* Getoonde tekst:
===============

De heer Jetten (D66):
Ik wil de premier bedanken dat hij hier nogmaals bevestigt dat dit een ondergrens is waar Nederland niet onder zal zakken. Dat hebben we in eerdere debatten met deze premier ook gewisseld. Deze Kamer staat pal voor de principes van de rechtsstaat in de Europese Unie en we laten ons niet door Polen en Hongarije onder druk zetten om dat te laten varen; dat moeten we ook de komende weken niet doen na dit eerste veto. Dus houd de rug recht. Daarvoor volledige steun voor de premier. Ik doe ook een oproep aan alle partijen in de Europese Unie die met de partij van Orbán een gezamenlijke politieke familie vormen, in de zin dat het hoog tijd is een eind te maken aan dit gedrag van een autocraat die de rechtsstaat in zijn land steen voor steen aan het afbreken is.
Dank u wel.
De voorzitter:
Dank u wel. Dan heb ik mevrouw Ploumen, de heer Wilders, de heer Bisschop en de heer Van Ojik. Mevrouw Ploumen namens de PvdA.

===============

* Vastgelegde gegevens:
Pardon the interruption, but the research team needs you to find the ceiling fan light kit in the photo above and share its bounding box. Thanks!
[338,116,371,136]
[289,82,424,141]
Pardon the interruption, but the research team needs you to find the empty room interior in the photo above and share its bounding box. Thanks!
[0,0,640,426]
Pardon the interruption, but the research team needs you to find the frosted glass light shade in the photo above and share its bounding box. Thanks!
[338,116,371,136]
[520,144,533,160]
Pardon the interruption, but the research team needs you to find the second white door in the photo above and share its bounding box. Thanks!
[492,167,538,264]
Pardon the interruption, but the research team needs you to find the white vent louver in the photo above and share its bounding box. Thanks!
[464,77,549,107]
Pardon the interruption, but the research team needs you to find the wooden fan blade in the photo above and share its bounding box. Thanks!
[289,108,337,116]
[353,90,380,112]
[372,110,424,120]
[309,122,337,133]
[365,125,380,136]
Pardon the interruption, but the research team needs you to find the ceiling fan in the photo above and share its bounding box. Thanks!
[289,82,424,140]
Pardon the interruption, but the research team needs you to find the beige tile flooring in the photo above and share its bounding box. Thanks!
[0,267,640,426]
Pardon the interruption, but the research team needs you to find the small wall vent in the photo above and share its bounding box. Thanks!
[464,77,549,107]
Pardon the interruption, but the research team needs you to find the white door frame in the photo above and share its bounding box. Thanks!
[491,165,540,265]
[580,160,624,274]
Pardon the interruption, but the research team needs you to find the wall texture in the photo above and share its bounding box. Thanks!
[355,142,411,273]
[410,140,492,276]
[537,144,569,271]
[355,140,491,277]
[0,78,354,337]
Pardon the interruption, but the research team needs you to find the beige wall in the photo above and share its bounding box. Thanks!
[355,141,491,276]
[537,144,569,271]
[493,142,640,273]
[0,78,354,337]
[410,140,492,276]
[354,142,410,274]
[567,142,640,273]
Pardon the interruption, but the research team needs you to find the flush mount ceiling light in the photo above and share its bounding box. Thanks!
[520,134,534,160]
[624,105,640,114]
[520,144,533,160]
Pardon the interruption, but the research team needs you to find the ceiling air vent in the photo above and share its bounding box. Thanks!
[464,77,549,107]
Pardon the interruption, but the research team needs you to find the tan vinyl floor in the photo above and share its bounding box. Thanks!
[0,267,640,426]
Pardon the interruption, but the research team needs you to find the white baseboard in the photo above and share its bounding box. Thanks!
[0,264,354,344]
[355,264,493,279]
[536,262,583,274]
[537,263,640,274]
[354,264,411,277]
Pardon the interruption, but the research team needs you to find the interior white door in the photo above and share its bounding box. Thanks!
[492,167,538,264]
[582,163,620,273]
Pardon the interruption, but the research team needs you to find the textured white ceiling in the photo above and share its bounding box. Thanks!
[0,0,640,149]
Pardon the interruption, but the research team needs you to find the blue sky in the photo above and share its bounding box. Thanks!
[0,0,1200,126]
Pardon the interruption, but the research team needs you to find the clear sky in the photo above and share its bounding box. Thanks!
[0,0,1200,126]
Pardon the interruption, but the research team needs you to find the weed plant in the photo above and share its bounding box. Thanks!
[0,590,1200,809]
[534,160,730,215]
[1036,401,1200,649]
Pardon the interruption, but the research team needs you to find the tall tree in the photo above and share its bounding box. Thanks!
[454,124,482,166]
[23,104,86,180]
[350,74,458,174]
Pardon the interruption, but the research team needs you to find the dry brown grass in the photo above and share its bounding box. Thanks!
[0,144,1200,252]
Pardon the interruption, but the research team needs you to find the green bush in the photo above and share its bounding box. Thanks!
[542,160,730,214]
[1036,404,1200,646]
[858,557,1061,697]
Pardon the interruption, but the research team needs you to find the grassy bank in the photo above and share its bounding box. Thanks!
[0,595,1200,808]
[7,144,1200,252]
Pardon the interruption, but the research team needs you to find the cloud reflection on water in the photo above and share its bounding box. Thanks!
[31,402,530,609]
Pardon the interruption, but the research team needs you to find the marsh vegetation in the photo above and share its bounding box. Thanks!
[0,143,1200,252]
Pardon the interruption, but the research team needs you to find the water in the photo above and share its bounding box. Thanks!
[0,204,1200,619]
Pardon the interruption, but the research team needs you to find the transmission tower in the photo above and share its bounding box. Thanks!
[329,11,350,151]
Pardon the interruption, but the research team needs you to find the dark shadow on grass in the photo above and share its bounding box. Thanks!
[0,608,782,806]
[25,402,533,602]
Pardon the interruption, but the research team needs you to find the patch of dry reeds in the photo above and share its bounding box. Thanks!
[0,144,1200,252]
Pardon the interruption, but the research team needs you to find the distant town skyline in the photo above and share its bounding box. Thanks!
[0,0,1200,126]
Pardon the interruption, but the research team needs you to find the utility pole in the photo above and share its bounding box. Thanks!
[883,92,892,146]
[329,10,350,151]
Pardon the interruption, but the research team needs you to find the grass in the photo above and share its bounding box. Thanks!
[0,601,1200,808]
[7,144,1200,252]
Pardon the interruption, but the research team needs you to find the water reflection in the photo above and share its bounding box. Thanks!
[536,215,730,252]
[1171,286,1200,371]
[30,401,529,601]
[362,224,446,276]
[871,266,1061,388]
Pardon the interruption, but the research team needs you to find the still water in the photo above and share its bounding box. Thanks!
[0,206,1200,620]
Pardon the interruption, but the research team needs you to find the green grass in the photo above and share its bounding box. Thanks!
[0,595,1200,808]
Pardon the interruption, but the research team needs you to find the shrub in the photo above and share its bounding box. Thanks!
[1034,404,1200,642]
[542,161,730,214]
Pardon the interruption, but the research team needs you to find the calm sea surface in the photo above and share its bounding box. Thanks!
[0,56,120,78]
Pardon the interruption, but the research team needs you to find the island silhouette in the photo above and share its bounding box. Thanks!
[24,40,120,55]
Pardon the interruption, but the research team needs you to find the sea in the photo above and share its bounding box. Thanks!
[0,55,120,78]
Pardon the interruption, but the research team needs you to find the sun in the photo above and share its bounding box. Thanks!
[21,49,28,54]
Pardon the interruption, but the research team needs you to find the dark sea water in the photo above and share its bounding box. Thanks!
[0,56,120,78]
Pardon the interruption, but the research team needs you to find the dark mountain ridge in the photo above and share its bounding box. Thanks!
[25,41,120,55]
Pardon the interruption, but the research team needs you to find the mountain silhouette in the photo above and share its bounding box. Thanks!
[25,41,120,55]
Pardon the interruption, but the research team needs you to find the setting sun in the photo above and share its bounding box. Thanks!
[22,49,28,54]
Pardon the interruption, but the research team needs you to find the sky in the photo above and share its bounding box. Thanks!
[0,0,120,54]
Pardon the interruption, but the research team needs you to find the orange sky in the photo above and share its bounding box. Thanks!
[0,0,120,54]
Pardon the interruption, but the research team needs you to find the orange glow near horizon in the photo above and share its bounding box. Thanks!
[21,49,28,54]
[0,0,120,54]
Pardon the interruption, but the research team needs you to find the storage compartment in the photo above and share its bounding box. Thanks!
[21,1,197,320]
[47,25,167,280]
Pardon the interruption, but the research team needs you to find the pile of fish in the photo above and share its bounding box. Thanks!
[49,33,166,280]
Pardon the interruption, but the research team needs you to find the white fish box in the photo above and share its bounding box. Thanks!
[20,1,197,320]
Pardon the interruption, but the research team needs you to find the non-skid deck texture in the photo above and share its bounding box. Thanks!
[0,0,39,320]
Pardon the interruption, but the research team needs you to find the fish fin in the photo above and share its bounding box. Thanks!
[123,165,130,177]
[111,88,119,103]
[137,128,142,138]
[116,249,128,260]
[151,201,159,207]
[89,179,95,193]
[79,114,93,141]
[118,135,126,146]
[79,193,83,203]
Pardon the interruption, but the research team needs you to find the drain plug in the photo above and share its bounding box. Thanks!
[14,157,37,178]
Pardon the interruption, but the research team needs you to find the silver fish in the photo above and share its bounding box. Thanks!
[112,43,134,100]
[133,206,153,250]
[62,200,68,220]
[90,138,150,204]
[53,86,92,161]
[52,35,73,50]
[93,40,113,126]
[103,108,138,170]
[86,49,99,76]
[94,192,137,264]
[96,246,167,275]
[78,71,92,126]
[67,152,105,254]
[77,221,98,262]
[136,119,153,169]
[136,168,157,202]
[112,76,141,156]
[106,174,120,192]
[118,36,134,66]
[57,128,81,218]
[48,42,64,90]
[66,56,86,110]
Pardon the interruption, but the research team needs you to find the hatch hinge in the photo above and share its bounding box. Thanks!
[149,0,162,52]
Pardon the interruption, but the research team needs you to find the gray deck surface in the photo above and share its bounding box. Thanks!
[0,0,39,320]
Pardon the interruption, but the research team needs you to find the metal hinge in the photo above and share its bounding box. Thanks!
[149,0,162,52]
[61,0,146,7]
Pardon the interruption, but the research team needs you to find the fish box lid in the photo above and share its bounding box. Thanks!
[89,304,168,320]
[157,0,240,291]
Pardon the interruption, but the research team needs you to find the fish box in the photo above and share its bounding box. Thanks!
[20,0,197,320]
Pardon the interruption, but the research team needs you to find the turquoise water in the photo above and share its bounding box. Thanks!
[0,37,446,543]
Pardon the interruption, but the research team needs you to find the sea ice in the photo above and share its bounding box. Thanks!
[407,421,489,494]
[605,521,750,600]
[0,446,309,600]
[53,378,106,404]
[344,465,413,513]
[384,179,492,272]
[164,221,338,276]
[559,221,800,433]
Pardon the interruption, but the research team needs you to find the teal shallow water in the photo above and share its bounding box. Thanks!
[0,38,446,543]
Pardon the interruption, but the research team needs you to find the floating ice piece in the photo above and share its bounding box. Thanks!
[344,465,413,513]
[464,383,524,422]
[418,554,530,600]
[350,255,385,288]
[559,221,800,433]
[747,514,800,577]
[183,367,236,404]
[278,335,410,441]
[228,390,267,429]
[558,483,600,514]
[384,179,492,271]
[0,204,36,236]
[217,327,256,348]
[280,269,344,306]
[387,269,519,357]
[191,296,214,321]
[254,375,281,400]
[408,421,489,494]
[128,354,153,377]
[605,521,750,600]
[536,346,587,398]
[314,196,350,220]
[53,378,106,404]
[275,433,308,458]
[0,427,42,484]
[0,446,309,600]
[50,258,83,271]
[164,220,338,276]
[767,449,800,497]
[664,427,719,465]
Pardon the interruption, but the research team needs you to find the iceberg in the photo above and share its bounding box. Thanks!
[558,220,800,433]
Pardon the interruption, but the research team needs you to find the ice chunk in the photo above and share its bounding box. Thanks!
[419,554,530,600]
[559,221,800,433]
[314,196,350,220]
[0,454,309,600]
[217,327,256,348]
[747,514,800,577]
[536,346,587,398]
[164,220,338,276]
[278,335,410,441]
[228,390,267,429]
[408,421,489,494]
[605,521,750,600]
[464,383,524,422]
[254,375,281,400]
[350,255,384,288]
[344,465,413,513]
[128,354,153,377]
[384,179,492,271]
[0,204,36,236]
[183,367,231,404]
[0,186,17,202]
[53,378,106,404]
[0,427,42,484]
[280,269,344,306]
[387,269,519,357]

===============

* Doel 1: Kopieer uit het debatfragment het stuk tussen "De heer Jetten" en "het afbreken is.", beide meegerekend.
* Doel 2: Welke Kamerleden noemt de voorzitter aan het eind van het debatfragment op?
* Doel 3: Waarom is het volgens de heer Jetten in het debatfragment hoog tijd om een eind te maken aan het gedrag van Orbán?

* Resultaat 1:
De heer Jetten (D66):
Ik wil de premier bedanken dat hij hier nogmaals bevestigt dat dit een ondergrens is waar Nederland niet onder zal zakken. Dat hebben we in eerdere debatten met deze premier ook gewisseld. Deze Kamer staat pal voor de principes van de rechtsstaat in de Europese Unie en we laten ons niet door Polen en Hongarije onder druk zetten om dat te laten varen; dat moeten we ook de komende weken niet doen na dit eerste veto. Dus houd de rug recht. Daarvoor volledige steun voor de premier. Ik doe ook een oproep aan alle partijen in de Europese Unie die met de partij van Orbán een gezamenlijke politieke familie vormen, in de zin dat het hoog tijd is een eind te maken aan dit gedrag van een autocraat die de rechtsstaat in zijn land steen voor steen aan het afbreken is.

* Resultaat 2: Mevrouw Ploumen, de heer Wilders, de heer Bisschop en de heer Van Ojik.

* Resultaat 3: Volgens de heer Jetten is Orbán een autocraat die de rechtsstaat in zijn land steen voor steen aan het afbreken is.